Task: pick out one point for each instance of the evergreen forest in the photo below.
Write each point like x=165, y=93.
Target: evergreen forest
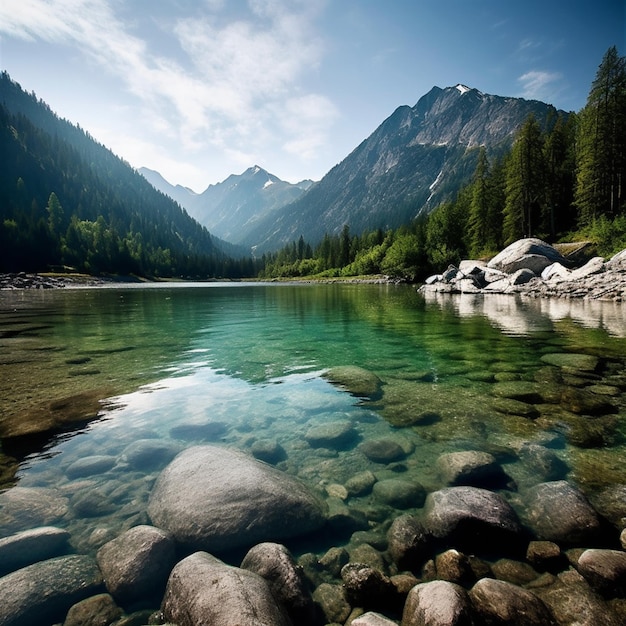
x=564, y=183
x=67, y=203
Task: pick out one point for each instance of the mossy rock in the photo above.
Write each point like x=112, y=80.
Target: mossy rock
x=356, y=380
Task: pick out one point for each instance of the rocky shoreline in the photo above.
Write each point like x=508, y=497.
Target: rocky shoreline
x=24, y=280
x=533, y=268
x=467, y=557
x=221, y=537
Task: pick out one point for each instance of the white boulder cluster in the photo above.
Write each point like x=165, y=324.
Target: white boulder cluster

## Aim
Give back only the stretch above from the start of the records through the line containing "x=356, y=380", with every "mossy rock" renamed to "moss-covered rock" and everything else unchanged. Leave the pictures out of your answer.

## Response for this exercise
Task: pick out one point for each instance of the evergreen forest in the photo below.
Write each point like x=165, y=93.
Target: evergreen forest
x=564, y=183
x=67, y=203
Task: pick out one point for each instance of the moss-covered rock in the photo above.
Write each point like x=112, y=80.
Target: moss-covered rock
x=356, y=380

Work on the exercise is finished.